GIVEN INSTRUCTION:
Please format the data below as a JSON list of strings, one string per line, with blank lines left out. Leave the pictures out of the list.

RECORDS PROVIDED:

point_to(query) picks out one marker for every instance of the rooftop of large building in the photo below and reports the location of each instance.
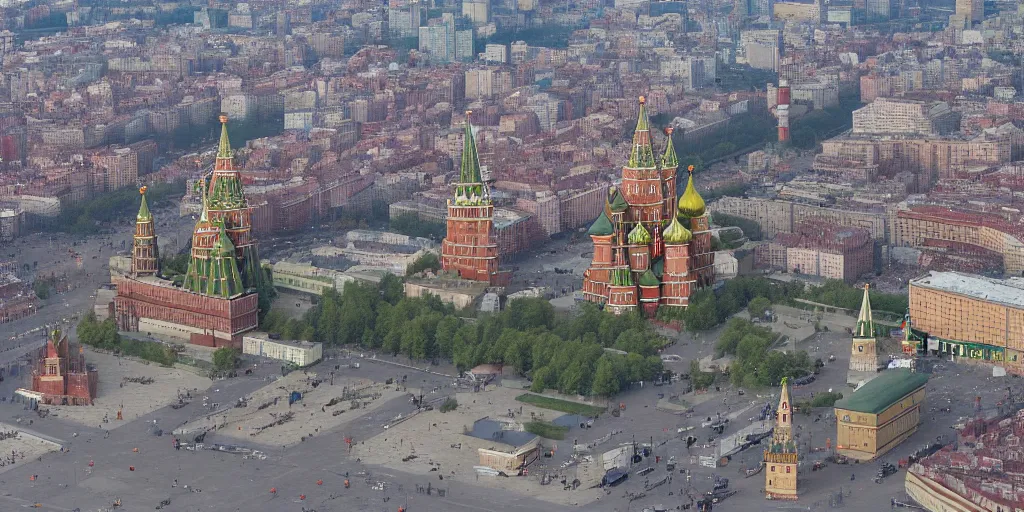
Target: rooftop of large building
(1009, 292)
(883, 391)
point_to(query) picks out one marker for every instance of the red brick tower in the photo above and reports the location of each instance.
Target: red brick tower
(62, 377)
(470, 249)
(144, 255)
(227, 204)
(642, 185)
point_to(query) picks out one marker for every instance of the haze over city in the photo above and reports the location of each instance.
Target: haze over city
(512, 255)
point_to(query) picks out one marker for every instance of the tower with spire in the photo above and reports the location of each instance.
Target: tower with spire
(226, 206)
(469, 248)
(649, 248)
(144, 252)
(780, 457)
(864, 356)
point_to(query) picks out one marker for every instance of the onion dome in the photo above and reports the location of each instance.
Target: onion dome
(639, 236)
(691, 204)
(676, 233)
(648, 280)
(601, 226)
(616, 203)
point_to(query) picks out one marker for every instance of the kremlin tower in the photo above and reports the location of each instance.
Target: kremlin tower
(469, 249)
(219, 297)
(781, 457)
(649, 250)
(144, 252)
(224, 208)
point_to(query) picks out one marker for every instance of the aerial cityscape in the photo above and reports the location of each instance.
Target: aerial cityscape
(512, 255)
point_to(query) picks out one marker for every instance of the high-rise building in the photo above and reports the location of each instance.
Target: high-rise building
(469, 249)
(973, 11)
(649, 250)
(780, 457)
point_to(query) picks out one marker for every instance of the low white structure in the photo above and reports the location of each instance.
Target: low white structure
(301, 353)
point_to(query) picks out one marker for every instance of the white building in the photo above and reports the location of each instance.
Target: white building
(302, 353)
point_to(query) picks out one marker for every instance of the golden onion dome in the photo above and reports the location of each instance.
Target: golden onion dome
(676, 233)
(691, 204)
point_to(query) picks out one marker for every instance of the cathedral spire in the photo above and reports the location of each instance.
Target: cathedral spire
(143, 209)
(670, 160)
(469, 172)
(470, 188)
(865, 326)
(642, 154)
(224, 147)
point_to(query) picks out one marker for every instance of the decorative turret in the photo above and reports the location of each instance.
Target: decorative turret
(225, 185)
(144, 255)
(676, 233)
(642, 154)
(670, 160)
(780, 458)
(865, 327)
(470, 189)
(691, 204)
(863, 356)
(601, 226)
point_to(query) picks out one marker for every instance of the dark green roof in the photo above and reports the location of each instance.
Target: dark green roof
(658, 267)
(619, 203)
(883, 391)
(601, 226)
(648, 280)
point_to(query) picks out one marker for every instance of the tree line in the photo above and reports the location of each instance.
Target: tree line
(565, 352)
(709, 308)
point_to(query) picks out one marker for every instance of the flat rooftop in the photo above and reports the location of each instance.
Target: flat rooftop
(1009, 292)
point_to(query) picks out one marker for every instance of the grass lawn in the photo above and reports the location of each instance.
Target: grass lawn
(557, 404)
(546, 429)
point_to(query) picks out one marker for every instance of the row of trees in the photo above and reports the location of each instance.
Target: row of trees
(709, 308)
(103, 335)
(756, 364)
(563, 352)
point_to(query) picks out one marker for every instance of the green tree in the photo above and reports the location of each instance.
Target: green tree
(428, 261)
(605, 378)
(758, 307)
(225, 358)
(391, 289)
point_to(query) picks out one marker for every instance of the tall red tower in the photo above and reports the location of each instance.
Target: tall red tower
(144, 255)
(469, 249)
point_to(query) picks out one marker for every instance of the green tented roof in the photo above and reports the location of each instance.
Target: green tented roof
(639, 236)
(883, 391)
(617, 203)
(658, 267)
(143, 211)
(601, 226)
(648, 280)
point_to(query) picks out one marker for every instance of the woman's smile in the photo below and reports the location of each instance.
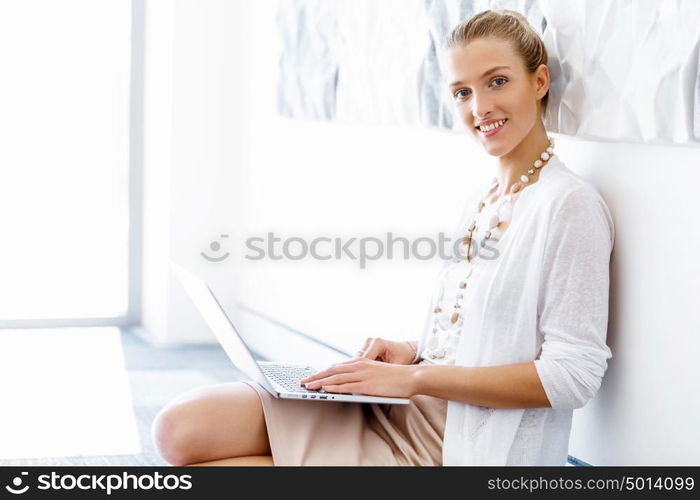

REPLY TO THE EXERCISE:
[
  "point_to(query) picks out one marker for every instance of the rooftop of large building in the photo below and reports the location of each instance.",
  "Target: rooftop of large building",
  "(1009, 292)",
  "(883, 391)",
  "point_to(query) picks out one marker for every instance of the red brick tower in the photo above and reports the location of each instance.",
  "Target: red brick tower",
  "(62, 377)",
  "(470, 249)",
  "(144, 255)",
  "(227, 204)",
  "(642, 185)",
  "point_to(query) picks out one marker for every instance of the haze over city in the photo above and reports the location of each instance.",
  "Target: haze over city",
  "(512, 255)",
  "point_to(query) picks out one marker for every instance of the tower with spire in the photo above and reports the location of each instance.",
  "Target: tower with spire",
  "(226, 206)",
  "(469, 248)",
  "(649, 248)",
  "(144, 252)",
  "(780, 457)",
  "(864, 356)",
  "point_to(query) picks out one marker for every instance of the onion dome in the photo above and reports the location of each instance.",
  "Target: onion dome",
  "(639, 236)",
  "(691, 204)",
  "(676, 233)",
  "(648, 280)",
  "(601, 226)",
  "(616, 203)",
  "point_to(query) picks out one marker for every instance of the kremlin tower in the photo above and reports the location of each instance.",
  "Target: kremlin tower",
  "(469, 249)",
  "(219, 297)",
  "(781, 457)",
  "(649, 250)",
  "(144, 252)",
  "(224, 208)",
  "point_to(query) picks out one marker for every instance of the aerial cityscape in the photo above and reports the location of each instance.",
  "Target: aerial cityscape",
  "(512, 255)",
  "point_to(query) picks out one marker for every instance of the high-rise building in the photo above and reports the location of each instance.",
  "Target: high-rise building",
  "(469, 249)",
  "(973, 11)",
  "(649, 250)",
  "(780, 457)",
  "point_to(query) picks out one marker for every instance of the low white structure in the photo above and reports the location of each instance.",
  "Target: low white structure",
  "(301, 353)",
  "point_to(query) picks out one marker for every instance of the white building in the photo above and reports the location of each instance.",
  "Target: white building",
  "(302, 353)",
  "point_to(query) picks out one marker for every instance of the golden onion dome in the photo above and reports the location of each instance.",
  "Target: golden onion dome",
  "(676, 233)",
  "(691, 204)",
  "point_to(query) picks out one marker for every instance of the cathedral spire in the photo above and reports the location of each instance.",
  "Target: cathedral spire",
  "(143, 209)",
  "(670, 160)",
  "(469, 172)",
  "(470, 188)",
  "(865, 326)",
  "(642, 154)",
  "(224, 147)",
  "point_to(query) picks out one marker for every instance of the decorative turret in the photo above and reports the location of each instance.",
  "Target: decorative turret",
  "(225, 185)",
  "(144, 255)",
  "(676, 233)",
  "(642, 154)",
  "(670, 160)",
  "(780, 458)",
  "(865, 327)",
  "(470, 189)",
  "(691, 204)",
  "(863, 356)",
  "(601, 226)",
  "point_to(query) picks out one marker for every instance of the dark green roof in the photo above and reports the location of each instance.",
  "Target: dark green roof",
  "(658, 267)",
  "(619, 203)",
  "(883, 391)",
  "(601, 226)",
  "(648, 280)",
  "point_to(query) picks out one marker for every instance of the tree line in the photo above and reports the location of each instance.",
  "Target: tree line",
  "(565, 352)",
  "(709, 308)",
  "point_to(query) picks out one marker for every instance of the flat rooftop in the photo above and reports the location of each instance.",
  "Target: flat rooftop",
  "(1009, 292)",
  "point_to(query) picks out one marker for every instance of the grass lawn in the photo above and reports the location of each instance.",
  "Target: grass lawn",
  "(557, 404)",
  "(546, 429)",
  "point_to(query) picks out one marker for every instance of the row of trees in the photo above and reports the location of each instance.",
  "Target: row of trees",
  "(709, 308)",
  "(103, 335)",
  "(756, 364)",
  "(563, 352)",
  "point_to(query) picks out one marker for every instance of the green tree in the photo above and reports the location of each instance.",
  "Target: green tree",
  "(428, 261)",
  "(605, 378)",
  "(758, 307)",
  "(225, 358)",
  "(391, 289)",
  "point_to(query) picks out one marker for every instance of the tall red tower in the photo above and reports the location of each instance.",
  "Target: tall red tower",
  "(144, 255)",
  "(469, 249)",
  "point_to(query) picks out one marker for every instance of the green tented roof in the photo above and reports the location of each instance.",
  "Target: green tented roof",
  "(639, 236)",
  "(883, 391)",
  "(617, 203)",
  "(658, 267)",
  "(143, 211)",
  "(601, 226)",
  "(648, 280)",
  "point_to(query) picks out one marker for every instance of the woman's smile in the photo below and reports the location of each instance."
]